● **WHAT YOU NEED TO DO**: Print the rows verbatim, from the line containing "Find the concrete slope." up to and including the final line of the rows.

— start —

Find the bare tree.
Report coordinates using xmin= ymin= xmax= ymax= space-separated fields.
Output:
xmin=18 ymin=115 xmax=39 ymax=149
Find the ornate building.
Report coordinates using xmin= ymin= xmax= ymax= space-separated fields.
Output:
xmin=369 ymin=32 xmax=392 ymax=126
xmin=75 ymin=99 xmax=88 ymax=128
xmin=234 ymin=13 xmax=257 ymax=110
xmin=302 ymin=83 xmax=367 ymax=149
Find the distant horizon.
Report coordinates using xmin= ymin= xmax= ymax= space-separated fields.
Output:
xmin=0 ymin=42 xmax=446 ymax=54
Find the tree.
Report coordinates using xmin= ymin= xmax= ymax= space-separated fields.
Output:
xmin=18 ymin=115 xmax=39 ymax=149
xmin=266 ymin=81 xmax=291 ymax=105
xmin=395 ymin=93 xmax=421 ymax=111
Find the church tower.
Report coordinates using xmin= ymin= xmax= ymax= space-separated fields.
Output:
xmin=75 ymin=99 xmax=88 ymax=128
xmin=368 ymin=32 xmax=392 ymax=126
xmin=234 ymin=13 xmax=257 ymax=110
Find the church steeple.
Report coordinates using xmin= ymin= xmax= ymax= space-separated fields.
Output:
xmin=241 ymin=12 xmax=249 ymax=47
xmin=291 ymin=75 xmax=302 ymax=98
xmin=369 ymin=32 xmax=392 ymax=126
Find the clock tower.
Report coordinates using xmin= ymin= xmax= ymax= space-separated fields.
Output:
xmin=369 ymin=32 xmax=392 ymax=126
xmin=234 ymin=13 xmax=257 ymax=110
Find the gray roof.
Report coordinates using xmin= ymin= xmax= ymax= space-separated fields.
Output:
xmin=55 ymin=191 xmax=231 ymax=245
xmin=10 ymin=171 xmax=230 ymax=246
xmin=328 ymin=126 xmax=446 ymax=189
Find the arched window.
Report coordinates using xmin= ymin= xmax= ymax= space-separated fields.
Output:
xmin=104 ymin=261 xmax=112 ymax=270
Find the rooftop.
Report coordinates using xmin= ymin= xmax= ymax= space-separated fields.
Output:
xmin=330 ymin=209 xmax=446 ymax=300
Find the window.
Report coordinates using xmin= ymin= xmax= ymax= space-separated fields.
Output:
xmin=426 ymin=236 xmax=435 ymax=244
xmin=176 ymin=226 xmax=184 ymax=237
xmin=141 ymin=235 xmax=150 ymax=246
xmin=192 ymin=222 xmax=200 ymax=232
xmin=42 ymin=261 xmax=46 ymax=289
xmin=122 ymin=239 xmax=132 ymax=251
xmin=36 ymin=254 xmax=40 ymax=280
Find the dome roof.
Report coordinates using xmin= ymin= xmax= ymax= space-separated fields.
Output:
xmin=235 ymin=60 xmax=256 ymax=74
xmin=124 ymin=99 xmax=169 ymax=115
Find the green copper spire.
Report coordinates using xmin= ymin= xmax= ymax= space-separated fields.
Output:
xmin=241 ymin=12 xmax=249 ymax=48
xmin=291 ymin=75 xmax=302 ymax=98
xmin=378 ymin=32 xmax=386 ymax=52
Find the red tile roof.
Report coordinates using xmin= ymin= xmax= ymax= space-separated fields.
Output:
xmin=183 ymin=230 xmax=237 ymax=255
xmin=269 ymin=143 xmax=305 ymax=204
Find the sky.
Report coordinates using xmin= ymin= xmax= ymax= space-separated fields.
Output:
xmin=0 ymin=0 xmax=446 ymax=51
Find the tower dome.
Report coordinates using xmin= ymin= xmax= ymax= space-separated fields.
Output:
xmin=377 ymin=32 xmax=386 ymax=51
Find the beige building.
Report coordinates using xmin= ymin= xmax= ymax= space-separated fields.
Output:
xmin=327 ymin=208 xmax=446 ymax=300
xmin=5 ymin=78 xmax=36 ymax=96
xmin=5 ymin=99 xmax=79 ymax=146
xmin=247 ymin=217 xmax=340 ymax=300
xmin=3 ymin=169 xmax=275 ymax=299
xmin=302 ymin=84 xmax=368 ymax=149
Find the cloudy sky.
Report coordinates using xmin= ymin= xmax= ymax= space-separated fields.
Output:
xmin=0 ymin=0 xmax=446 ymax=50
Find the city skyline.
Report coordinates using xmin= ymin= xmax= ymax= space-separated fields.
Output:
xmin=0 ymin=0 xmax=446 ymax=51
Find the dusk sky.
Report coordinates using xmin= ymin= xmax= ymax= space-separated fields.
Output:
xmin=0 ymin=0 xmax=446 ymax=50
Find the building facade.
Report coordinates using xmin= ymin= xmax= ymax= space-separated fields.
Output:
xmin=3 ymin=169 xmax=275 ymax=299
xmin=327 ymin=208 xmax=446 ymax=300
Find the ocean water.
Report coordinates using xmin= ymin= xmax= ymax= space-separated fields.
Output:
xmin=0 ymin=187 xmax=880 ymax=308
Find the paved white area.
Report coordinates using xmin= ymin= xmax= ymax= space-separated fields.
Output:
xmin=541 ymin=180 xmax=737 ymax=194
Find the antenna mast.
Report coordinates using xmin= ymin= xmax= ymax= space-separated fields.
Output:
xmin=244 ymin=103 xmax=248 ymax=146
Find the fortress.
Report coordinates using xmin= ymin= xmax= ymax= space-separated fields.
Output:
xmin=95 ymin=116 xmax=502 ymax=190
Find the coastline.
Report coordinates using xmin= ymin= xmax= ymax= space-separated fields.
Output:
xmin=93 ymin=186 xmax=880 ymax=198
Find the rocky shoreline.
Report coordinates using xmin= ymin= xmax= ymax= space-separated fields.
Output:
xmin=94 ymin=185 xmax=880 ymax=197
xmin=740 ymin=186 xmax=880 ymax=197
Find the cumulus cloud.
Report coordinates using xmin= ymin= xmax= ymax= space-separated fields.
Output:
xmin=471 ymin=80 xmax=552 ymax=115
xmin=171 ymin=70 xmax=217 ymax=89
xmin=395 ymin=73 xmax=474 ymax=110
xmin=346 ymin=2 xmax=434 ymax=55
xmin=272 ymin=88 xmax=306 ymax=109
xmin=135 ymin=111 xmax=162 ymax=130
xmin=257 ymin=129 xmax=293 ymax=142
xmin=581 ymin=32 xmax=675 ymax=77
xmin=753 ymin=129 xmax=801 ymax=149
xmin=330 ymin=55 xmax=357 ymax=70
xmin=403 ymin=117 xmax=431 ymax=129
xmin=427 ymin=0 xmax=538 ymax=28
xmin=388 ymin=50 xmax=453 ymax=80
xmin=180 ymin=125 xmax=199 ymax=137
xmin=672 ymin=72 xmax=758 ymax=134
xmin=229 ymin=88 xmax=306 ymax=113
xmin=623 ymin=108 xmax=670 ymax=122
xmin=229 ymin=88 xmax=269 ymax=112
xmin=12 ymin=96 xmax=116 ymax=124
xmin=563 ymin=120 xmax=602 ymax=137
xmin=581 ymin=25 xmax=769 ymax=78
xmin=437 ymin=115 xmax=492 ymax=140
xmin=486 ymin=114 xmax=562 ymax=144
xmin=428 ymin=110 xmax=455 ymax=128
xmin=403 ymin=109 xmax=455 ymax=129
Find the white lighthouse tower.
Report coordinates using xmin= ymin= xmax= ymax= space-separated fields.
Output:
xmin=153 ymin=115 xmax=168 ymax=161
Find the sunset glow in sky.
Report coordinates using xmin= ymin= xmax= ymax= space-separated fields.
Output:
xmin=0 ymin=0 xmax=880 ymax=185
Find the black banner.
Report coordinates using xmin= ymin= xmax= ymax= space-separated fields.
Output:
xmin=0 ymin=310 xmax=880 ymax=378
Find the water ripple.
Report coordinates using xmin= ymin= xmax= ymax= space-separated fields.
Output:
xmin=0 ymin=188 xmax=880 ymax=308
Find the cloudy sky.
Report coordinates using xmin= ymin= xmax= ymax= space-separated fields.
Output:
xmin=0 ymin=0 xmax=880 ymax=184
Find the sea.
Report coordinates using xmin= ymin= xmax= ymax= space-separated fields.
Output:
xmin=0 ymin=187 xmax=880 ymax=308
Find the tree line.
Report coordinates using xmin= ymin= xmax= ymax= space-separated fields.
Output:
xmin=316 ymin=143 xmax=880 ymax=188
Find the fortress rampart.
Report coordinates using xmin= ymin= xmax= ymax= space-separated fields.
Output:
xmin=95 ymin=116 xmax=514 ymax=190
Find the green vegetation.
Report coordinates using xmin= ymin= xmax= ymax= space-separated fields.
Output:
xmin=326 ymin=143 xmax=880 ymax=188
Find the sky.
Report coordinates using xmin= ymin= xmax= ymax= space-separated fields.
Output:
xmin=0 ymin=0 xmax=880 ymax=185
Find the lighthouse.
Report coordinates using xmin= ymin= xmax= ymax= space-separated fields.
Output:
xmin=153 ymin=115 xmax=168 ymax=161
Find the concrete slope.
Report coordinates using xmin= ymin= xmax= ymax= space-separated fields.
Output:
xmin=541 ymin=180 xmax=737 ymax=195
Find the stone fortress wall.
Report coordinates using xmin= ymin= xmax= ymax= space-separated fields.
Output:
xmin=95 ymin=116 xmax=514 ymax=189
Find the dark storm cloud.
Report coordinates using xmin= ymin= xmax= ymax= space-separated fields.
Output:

— end —

● **FULL ANSWER**:
Find the concrete slope.
Report coordinates using xmin= ymin= xmax= ymax= space-separated fields.
Output:
xmin=541 ymin=180 xmax=737 ymax=195
Find the stone fortress wall.
Report coordinates using xmin= ymin= xmax= ymax= space-separated fields.
Output:
xmin=95 ymin=116 xmax=514 ymax=189
Find the dark storm cloud.
Report coordinates using xmin= ymin= xmax= ymax= space-separated fields.
Output:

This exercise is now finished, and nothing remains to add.